*Given exercise 1:*
In the reflection on ministry below, rewrite the paragraph beginning "The Bible says" more briefly, keeping its main points.
*Given exercise 2:*
Duplicate the part of the reflection on ministry starting at "Lord, Thank you" and ending at "in our prayers.".
*Given exercise 3:*
Translate this sentence from the reflection on ministry into Spanish: "You are our strength and our protector."

I spent last weekend serving on an outside team supporting an "inside team" for Kairos, a prison ministry. At the end of the weekend some of the women seemed to think that their contribution was more worthy of recognition than the contribution of others.
I'm reminded of the widow who only gave a nickel, but it was all that she had. If all someone could contribute was a Sunday afternoon, but that time was all they had...they gave more than a someone with all the time in the world who spent 4 days supporting the ministry. And why on earth are we even comparing contribution? Is that what ministry comes down to? I pray not.
And someone decides to quit drinking and somehow they come under attack? And another is accused of making money off of her children, the death of her father, her nephew's health? And someone took the time to write a lengthy letter enumerating perceived offenses? Really? How is this healthy? It's not.
The Bible says "judge not, lest you be judged". In every one of the instances I've noted, the folks who cast aspersions opened themselves to attack. My suggestion for all of us is to stand tall and walk away. Try to avoid the temptation to rebut, to defend, to counter-attack.
Lord, Thank you for being our shield and our armor. You are our strength and our protector.
After sleeping on it, I feel compelled to amend my thoughts here: There are some occasions when we have to stand up and say to the offender "You're wrong! Your way of thinking is counter to scripture." Then we can (and should) walk away. It's rarely effective to argue with folks who have already let the devil take up residence in their hearts. But we can (and should) keep them in our prayers.

*Data supplied:*
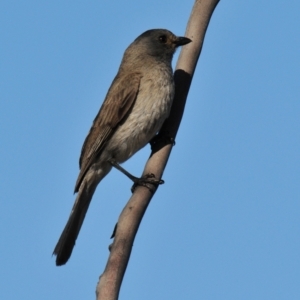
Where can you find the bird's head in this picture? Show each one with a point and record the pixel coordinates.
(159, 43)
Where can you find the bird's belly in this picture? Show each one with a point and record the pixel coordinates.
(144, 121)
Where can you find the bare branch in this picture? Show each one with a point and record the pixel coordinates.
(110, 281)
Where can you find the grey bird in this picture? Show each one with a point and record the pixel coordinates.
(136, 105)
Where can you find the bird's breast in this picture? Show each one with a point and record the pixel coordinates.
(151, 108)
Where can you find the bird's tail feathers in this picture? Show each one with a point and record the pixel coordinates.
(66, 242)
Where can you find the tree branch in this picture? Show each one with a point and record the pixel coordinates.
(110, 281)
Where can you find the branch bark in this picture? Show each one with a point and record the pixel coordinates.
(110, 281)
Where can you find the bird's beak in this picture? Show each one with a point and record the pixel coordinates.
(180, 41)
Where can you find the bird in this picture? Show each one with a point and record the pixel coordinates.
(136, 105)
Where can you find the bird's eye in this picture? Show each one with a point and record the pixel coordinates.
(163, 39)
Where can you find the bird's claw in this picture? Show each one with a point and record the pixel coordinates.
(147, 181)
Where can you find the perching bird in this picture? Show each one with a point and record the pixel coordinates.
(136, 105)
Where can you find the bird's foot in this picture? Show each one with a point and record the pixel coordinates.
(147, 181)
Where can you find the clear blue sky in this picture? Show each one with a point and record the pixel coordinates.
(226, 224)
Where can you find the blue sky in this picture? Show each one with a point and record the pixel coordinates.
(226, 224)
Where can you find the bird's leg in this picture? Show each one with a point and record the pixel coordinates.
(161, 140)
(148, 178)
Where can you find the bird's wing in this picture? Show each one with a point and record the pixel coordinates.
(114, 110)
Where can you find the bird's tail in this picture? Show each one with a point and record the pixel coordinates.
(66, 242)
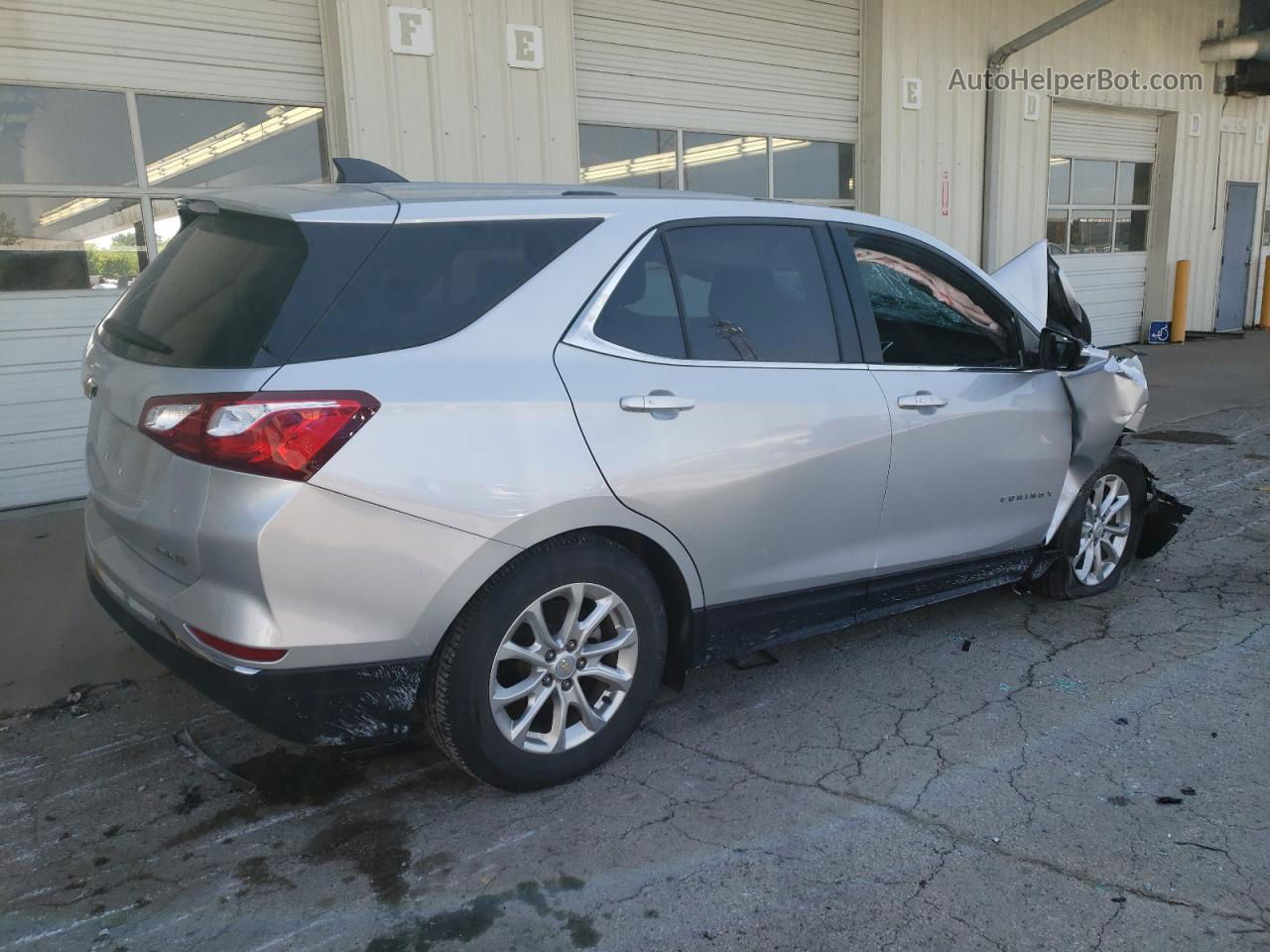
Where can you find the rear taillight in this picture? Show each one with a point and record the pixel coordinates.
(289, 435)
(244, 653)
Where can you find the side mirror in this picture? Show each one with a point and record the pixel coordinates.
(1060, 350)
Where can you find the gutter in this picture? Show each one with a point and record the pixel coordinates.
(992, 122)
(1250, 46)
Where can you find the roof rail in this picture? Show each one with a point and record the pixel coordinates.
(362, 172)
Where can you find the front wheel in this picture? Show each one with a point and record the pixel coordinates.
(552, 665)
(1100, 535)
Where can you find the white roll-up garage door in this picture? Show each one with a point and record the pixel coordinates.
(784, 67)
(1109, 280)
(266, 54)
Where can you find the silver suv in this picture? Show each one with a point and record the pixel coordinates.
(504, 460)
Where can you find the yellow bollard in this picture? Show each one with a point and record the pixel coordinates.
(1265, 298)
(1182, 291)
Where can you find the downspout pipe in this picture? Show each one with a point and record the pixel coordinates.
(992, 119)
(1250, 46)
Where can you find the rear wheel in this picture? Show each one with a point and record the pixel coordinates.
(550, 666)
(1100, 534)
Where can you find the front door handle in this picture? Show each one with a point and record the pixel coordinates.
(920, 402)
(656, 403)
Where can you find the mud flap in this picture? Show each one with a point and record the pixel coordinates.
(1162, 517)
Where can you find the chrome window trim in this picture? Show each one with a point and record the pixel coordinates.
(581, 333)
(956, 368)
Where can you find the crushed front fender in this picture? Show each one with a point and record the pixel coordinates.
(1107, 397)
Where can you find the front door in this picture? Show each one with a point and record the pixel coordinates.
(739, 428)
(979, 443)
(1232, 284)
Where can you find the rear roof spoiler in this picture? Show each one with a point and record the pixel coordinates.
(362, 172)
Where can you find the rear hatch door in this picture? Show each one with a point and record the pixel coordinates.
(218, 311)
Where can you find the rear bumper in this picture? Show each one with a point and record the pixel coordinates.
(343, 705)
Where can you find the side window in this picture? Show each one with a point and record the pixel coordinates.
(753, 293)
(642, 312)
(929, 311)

*Written reply 1:*
The Bible warns "judge not, lest you be judged," and in each case noted, those who cast aspersions made themselves targets. The suggestion is for everyone to stand tall and walk away, resisting the urge to rebut, defend, or counter-attack.

*Written reply 2:*
Lord, Thank you for being our shield and our armor. You are our strength and our protector.
After sleeping on it, I feel compelled to amend my thoughts here: There are some occasions when we have to stand up and say to the offender "You're wrong! Your way of thinking is counter to scripture." Then we can (and should) walk away. It's rarely effective to argue with folks who have already let the devil take up residence in their hearts. But we can (and should) keep them in our prayers.

*Written reply 3:*
Tú eres nuestra fuerza y nuestro protector.